* _EXERCÍCIO 1_
Diga se cada afirmação concorda com o trecho sobre Luiz Delfino, respondendo sim ou não e citando as palavras exatas do trecho que decidem a questão. (a) Luiz Delfino nasceu em Santa Catarina. (b) Os dois julgamentos sobre Luiz Delfino foram feitos por autores diferentes. (c) Uma das apreciações chama Luiz Delfino de imitador de Victor Hugo.
* _EXERCÍCIO 2_
Em que jornal e em que data saiu o trecho sobre Luiz Delfino?
* _EXERCÍCIO 3_
Prossiga com o trecho sobre Luiz Delfino a partir da última frase.

* _TRECHO SELECIONADO_

-------

Jornal de Poesia

 

 

 

 

 

 

 

Wilson Martins


 



Gazeta do Povo, Paraná, 1.7.2002


Moinho de poemas



 

Quem era Luiz Delfino? Mero escritor “de ordem terciária”, praticante do levantismo charlatanesco, caracterizando-se pela “imitação sediça palavrosa, inchada, túrbida do estilo de Victor Hugo, levado ao supremo exagero logomáquico, revestindo umas cenas do Oriente […] que ele nem ao menos conhece como erudito, porque sua ignorância filosófica e histórica é profunda.” E mais: “É um escritor sem livros!… Belo chefe, grande general sem batalhas! […]… poeta palavroso, enfático, desigual, obscuro e áspero. Não tem sentimento, não tem idéias, nem originalidade. […] O estilo é bombástico e martelante; é imitador de Victor Hugo deturpadamente. Atordoa os ouvidos e o bom senso […].”

Mas, afinal, quem era Luiz Delfino? Nascido em Santa Catarina, “é, pela variedade e extensão de sua obra, o maior poeta do Brasil. […] Contentamo-nos em afirmar ser ele de todos os nossos poetas, sem dúvida, o de mais imaginação, o de surtos mais possantes, e talvez o de vocabulário mais rico.” À vista de apreciações tão discordantes, cabe perguntar, não qual era o verdadeiro Luiz Delfino, mas, antes, qual o autêntico Sílvio Romero, autor de ambos os julgamentos a poucos anos de intervalo. São fatos que se prendem à pequena história da vida literária, mais que à história da crítica, relacionados com uma conjuntura em que o pobre Luiz Delfino entrou mais ou menos como Pilatos no Credo.

-------

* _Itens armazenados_

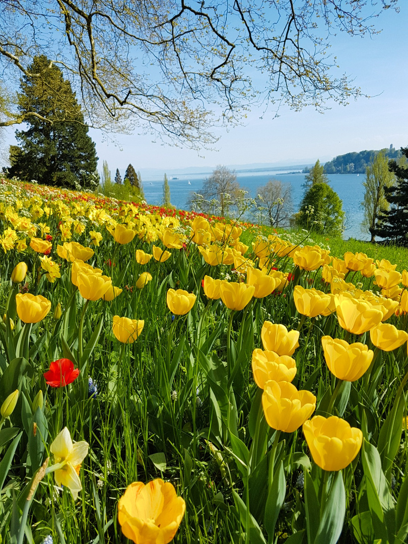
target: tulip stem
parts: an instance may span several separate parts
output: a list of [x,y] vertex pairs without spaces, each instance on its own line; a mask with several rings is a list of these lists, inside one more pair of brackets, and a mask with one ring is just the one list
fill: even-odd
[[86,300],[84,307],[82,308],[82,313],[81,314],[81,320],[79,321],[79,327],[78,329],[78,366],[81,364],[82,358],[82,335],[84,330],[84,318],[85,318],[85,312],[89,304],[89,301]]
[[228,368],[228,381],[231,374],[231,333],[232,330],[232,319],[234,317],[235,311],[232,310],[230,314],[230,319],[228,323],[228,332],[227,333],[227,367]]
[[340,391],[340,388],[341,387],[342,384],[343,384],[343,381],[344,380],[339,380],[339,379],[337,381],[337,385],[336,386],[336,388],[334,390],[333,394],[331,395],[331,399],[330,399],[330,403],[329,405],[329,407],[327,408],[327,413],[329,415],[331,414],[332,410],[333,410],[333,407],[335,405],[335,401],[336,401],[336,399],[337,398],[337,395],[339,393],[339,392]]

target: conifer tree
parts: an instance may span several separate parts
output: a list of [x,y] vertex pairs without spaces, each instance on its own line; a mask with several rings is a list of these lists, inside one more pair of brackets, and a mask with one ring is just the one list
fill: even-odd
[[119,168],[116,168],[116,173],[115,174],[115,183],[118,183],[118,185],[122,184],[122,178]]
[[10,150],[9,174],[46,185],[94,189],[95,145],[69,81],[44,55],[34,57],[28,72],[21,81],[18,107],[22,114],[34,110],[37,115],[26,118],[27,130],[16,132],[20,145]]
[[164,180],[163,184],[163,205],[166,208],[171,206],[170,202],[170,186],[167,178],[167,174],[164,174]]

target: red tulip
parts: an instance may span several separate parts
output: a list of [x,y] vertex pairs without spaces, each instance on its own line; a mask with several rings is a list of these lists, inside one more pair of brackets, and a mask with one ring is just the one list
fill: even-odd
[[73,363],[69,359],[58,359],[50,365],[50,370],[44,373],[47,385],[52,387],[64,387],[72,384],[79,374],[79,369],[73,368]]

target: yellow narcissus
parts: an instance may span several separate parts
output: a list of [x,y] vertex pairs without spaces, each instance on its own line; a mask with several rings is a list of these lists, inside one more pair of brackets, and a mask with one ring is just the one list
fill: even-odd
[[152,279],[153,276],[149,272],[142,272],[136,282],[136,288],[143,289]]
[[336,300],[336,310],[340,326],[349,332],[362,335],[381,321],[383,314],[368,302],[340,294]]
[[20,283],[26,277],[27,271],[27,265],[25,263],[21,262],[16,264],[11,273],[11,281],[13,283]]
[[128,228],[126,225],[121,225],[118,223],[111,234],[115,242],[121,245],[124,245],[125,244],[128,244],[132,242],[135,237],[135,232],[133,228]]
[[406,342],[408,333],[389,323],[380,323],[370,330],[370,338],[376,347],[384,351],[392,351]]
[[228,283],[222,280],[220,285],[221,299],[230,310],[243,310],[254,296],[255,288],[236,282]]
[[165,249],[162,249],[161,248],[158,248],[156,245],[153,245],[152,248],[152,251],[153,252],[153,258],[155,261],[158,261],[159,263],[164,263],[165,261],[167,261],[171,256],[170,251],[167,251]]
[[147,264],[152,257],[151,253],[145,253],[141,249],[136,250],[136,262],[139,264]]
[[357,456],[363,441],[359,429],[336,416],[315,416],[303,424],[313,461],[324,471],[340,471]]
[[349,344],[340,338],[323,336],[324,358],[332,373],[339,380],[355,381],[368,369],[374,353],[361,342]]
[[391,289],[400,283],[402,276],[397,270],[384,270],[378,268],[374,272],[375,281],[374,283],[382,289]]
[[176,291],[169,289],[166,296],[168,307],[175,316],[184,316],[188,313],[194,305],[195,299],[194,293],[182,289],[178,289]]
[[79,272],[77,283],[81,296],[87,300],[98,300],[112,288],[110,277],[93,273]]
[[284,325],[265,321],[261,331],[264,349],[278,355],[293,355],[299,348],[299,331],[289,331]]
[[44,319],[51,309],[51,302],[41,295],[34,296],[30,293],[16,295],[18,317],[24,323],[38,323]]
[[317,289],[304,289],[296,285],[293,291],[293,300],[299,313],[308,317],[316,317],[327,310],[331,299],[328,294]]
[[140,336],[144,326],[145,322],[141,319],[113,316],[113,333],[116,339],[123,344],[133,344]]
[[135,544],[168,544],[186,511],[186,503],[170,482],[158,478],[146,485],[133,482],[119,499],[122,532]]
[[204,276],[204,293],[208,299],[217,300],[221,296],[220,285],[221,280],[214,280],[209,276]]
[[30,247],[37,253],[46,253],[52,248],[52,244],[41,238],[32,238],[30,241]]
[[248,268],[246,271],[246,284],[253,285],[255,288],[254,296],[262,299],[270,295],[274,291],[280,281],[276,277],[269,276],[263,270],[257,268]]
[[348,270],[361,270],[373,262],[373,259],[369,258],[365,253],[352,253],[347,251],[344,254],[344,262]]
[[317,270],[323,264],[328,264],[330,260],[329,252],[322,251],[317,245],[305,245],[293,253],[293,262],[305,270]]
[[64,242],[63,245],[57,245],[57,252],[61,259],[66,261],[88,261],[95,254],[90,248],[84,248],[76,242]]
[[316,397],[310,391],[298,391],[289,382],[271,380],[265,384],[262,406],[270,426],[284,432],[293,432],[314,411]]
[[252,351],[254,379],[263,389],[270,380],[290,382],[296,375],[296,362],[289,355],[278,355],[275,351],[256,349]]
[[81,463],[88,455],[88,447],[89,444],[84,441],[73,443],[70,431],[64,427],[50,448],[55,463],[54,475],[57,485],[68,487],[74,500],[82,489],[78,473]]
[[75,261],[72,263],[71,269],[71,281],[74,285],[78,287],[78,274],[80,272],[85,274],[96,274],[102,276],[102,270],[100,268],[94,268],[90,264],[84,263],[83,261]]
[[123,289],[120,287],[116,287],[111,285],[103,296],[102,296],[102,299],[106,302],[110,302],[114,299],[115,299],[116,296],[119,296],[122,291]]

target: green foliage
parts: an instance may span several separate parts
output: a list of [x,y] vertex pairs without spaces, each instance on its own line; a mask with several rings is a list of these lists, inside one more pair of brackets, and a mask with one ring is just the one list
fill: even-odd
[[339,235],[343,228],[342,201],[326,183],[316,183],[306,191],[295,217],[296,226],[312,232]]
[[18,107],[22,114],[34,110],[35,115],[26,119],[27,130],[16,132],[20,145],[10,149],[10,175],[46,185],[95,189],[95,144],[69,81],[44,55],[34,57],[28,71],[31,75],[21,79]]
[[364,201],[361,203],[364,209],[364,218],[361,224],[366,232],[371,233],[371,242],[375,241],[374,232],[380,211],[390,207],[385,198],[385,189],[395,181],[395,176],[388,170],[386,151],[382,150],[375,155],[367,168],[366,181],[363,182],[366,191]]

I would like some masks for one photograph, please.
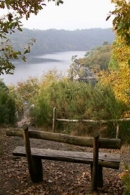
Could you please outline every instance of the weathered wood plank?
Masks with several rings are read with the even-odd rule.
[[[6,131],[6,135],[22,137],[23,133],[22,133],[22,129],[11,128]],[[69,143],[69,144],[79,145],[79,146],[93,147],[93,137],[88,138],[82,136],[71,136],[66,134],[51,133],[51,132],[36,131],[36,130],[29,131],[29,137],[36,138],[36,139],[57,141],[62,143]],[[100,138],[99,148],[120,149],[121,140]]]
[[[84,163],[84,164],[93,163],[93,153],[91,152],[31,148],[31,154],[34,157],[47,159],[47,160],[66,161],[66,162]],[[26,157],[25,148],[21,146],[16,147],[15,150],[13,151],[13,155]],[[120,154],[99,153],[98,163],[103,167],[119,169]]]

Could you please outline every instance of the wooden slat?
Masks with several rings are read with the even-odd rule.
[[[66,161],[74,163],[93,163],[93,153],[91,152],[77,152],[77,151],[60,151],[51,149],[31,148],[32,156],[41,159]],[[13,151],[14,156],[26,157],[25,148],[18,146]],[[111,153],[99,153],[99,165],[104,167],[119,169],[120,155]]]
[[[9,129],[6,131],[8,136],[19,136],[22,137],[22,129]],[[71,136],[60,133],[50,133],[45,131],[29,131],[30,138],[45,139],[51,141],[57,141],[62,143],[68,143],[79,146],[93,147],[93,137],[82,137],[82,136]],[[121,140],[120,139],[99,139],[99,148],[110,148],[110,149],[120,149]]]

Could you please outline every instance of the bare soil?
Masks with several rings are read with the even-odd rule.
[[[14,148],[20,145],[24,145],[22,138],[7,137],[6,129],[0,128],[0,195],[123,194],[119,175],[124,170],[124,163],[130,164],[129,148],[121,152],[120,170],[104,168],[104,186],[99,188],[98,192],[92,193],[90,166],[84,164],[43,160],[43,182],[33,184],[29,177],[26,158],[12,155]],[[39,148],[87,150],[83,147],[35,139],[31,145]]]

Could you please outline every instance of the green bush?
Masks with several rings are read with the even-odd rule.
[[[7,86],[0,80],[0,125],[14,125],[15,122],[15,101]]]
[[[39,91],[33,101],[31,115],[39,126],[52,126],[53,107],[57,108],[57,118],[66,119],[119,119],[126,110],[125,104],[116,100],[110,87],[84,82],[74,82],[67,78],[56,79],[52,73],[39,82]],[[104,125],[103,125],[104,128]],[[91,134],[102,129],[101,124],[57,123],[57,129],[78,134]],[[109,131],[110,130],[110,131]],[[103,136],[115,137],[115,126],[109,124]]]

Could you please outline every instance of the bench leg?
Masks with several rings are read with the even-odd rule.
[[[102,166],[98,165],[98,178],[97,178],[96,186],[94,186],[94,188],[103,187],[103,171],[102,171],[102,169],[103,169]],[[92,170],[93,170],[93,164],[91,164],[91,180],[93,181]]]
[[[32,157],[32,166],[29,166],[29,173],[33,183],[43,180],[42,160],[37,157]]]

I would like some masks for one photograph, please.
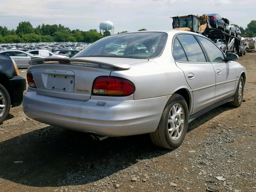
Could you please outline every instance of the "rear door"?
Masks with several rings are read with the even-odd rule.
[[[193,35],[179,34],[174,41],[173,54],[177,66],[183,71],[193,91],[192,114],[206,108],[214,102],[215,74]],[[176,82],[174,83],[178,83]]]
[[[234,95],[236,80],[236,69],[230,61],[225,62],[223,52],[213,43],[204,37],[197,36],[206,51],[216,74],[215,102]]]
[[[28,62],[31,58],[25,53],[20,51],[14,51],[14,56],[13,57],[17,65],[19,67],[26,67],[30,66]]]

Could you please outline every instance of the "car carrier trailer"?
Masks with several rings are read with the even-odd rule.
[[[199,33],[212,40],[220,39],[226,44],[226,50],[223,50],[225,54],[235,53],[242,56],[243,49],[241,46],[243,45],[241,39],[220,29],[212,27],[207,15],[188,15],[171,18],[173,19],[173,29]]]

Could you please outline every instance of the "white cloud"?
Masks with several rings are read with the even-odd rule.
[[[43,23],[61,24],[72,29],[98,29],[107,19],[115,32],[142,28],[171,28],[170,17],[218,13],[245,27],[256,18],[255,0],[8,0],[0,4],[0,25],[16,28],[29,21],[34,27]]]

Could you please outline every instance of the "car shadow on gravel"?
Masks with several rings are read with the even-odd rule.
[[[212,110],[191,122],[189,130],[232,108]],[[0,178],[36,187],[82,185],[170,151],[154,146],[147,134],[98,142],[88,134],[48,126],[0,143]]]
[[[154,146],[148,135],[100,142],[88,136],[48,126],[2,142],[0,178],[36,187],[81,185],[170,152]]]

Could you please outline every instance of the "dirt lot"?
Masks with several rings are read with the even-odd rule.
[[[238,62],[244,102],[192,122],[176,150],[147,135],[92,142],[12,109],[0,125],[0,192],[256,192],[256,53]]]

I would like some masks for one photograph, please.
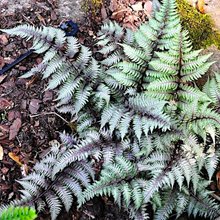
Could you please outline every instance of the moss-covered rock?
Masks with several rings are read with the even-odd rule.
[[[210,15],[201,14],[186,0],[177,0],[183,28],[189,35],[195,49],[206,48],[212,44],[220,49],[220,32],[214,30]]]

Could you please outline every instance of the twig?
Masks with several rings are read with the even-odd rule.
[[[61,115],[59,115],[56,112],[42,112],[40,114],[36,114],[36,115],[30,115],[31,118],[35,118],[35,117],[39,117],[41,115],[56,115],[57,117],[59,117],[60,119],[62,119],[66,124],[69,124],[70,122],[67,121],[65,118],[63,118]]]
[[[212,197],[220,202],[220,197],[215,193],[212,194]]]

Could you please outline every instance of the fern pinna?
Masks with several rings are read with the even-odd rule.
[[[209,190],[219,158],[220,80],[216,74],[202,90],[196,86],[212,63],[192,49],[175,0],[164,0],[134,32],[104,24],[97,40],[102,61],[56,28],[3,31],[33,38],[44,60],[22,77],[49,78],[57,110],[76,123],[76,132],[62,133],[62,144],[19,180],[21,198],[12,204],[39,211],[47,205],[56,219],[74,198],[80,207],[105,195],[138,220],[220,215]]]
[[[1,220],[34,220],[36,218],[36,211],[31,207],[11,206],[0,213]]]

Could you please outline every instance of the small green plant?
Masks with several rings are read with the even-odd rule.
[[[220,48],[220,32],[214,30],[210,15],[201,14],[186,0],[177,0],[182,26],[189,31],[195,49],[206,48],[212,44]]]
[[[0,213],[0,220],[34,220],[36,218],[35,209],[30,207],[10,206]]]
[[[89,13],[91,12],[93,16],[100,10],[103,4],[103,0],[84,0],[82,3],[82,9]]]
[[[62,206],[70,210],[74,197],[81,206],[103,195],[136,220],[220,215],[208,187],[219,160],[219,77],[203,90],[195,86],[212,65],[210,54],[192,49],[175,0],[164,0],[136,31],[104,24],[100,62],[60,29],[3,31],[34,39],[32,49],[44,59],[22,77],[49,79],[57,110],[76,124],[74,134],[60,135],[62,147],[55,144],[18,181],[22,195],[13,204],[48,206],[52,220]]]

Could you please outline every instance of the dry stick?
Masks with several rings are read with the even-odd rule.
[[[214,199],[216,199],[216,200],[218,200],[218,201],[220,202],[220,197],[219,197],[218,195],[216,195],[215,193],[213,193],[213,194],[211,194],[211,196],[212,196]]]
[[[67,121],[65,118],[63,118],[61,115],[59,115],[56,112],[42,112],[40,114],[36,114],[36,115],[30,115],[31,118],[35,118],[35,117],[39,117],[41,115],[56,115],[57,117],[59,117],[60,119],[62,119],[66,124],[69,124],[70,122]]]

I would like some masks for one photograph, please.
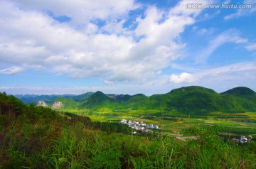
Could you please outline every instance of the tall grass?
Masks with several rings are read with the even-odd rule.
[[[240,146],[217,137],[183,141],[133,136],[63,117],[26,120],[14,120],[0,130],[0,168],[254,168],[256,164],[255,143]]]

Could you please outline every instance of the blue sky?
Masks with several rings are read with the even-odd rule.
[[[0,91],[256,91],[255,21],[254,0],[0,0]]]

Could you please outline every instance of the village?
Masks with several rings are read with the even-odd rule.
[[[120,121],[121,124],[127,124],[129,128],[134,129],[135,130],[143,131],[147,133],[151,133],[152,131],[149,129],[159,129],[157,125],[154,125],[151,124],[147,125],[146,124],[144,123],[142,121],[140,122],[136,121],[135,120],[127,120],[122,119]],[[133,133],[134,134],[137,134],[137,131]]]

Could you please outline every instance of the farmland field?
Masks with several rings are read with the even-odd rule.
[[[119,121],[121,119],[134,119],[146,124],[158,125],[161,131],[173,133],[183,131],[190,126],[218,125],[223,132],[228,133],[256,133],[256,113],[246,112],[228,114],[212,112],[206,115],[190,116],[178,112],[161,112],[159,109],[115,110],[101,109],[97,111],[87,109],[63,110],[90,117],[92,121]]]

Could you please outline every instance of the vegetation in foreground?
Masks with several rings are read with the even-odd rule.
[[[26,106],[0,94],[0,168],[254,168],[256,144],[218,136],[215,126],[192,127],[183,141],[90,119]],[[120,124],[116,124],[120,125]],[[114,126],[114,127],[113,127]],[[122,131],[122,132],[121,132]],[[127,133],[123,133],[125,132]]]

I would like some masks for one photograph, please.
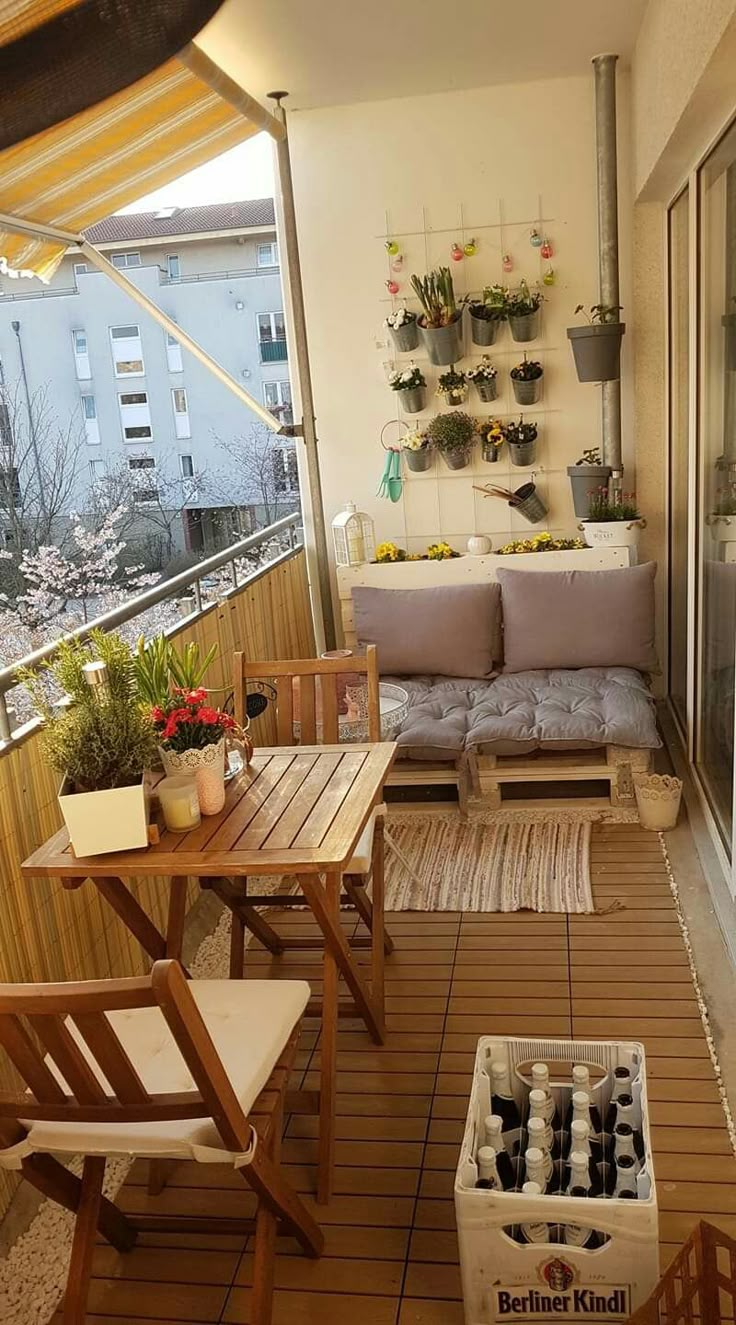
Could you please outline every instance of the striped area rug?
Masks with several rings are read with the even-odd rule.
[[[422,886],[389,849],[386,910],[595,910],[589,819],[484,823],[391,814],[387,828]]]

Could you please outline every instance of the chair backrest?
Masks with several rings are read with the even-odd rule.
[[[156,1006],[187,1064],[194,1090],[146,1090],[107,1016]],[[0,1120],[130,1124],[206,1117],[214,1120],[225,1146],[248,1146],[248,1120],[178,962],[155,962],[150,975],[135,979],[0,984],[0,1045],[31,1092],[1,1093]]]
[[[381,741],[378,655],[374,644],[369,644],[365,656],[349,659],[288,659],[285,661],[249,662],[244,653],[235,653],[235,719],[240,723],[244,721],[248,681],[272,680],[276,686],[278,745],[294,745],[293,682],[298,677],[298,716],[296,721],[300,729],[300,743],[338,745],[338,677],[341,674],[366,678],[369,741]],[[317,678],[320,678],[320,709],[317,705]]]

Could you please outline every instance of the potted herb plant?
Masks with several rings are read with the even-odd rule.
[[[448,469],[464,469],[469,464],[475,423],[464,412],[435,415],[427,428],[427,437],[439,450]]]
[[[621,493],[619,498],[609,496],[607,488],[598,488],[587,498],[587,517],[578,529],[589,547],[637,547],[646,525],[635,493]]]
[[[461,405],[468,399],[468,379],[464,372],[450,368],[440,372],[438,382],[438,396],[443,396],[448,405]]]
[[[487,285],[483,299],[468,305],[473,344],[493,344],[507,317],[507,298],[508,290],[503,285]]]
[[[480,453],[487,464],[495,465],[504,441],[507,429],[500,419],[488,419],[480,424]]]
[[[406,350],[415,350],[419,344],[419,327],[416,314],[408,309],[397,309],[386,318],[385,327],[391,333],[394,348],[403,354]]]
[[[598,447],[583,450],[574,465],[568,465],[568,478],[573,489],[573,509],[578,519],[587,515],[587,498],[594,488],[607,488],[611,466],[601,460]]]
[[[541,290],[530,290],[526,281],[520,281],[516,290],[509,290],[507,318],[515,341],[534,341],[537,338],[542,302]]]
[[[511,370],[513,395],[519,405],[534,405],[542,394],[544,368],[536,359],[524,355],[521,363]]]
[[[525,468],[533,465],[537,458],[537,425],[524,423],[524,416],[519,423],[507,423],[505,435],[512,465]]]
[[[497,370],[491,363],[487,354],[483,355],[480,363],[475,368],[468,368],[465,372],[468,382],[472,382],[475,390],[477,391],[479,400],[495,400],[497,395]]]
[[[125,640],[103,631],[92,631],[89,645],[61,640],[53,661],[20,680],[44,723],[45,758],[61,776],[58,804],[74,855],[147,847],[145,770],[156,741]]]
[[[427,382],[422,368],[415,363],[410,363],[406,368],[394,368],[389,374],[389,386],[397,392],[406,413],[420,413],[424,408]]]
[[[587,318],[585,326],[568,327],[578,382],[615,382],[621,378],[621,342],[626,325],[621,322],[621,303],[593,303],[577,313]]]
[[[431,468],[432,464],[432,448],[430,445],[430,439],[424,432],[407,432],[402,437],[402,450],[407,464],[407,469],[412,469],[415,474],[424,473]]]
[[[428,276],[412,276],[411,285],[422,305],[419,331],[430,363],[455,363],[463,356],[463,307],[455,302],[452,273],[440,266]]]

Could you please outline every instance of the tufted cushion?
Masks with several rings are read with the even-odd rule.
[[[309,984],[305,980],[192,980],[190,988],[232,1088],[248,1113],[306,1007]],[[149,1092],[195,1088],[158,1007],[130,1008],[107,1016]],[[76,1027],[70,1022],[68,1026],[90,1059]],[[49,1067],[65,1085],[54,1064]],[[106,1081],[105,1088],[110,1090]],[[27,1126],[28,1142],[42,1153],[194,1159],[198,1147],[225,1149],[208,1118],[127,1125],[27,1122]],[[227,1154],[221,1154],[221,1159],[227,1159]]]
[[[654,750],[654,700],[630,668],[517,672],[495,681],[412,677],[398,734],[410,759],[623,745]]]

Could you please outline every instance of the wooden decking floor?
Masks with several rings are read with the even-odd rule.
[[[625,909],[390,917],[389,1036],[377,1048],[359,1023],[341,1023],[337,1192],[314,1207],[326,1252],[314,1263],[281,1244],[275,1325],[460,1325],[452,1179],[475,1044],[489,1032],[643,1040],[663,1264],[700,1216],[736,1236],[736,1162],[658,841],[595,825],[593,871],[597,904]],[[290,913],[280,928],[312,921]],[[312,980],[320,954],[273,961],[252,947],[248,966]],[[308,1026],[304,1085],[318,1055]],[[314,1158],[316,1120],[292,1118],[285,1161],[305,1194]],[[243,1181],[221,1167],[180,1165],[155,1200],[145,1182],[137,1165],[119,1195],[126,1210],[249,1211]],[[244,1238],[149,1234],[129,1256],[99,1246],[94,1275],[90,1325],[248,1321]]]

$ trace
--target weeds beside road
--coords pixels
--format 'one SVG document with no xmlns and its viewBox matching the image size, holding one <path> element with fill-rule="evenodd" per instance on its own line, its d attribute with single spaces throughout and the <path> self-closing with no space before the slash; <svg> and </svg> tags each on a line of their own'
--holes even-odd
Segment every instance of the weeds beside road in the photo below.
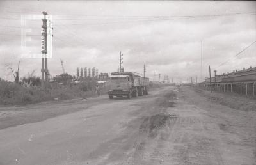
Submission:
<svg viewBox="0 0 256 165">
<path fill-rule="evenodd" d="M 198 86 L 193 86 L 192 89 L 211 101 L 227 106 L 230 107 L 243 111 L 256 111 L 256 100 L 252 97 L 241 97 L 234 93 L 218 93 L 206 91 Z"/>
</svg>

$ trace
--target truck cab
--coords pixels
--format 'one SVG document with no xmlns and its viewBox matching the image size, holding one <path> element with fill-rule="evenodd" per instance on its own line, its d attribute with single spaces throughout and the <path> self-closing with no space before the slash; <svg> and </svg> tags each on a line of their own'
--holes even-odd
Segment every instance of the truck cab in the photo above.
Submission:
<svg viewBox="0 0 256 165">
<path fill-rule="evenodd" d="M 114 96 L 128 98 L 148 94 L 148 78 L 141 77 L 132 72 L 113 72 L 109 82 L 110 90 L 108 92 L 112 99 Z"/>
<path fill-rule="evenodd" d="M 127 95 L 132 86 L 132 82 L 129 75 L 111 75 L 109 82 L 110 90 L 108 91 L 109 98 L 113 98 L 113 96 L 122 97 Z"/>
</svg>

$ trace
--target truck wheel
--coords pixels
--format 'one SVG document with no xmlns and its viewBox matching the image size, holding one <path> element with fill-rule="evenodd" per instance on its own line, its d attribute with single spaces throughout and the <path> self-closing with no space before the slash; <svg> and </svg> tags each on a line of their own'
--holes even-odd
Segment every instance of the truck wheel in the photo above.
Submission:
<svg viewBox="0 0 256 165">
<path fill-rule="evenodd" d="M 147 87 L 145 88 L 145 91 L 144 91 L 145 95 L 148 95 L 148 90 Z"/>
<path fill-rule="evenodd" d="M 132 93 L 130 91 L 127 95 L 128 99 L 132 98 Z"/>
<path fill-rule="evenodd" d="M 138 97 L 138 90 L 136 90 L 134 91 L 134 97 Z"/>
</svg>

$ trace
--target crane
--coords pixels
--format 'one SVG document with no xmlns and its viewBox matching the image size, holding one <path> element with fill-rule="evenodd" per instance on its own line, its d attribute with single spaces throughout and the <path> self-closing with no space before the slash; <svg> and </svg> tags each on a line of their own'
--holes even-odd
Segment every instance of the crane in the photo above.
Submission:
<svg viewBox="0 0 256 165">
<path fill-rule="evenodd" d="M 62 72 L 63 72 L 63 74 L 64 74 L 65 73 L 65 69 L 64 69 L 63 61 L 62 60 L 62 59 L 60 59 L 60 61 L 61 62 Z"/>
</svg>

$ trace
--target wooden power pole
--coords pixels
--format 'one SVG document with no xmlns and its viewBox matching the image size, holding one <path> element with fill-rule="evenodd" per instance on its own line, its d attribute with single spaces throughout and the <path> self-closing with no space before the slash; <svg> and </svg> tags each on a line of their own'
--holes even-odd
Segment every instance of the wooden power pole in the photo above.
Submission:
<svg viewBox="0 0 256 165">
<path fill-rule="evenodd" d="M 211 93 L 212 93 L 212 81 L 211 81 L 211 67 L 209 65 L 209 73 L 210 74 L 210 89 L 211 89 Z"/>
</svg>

-------

* _RESULTADO DO EXERCÍCIO 1_
(a) Sim: "Nascido em Santa Catarina".
(b) Não: "qual o autêntico Sílvio Romero, autor de ambos os julgamentos a poucos anos de intervalo".
(c) Sim: "é imitador de Victor Hugo deturpadamente".

* _RESULTADO DO EXERCÍCIO 2_
Na Gazeta do Povo, Paraná, em 1.7.2002.

* _RESULTADO DO EXERCÍCIO 3_
Tendo velhas contas a ajustar com Machado de Assis desde as críticas desfavoráveis aos seus Cantos do fim do século, Romero encontrou o pretexto em 1882: alegando existir a opinião generalizada de que o poeta e o romancista eram então “legítimos representantes do Naturalismo no Brasil”, escreveu o furibundo panfleto de 50 páginas in-12.º que mandou imprimir nas oficinas da Província de S. Paulo (O Naturalismo em liberatura). Composto em estado de desordem colérica, o panfleto só nos interessa neste momento no que se refere a Luiz Delfino: ridicularizando-o por ser médico e rico, analisa-lhe alguns poemas a fim de demonstrar-lhes a obscuridade ou a verbosidade, para concluir: “não passa de um Leconte de Lisle de dois palmos de altura.”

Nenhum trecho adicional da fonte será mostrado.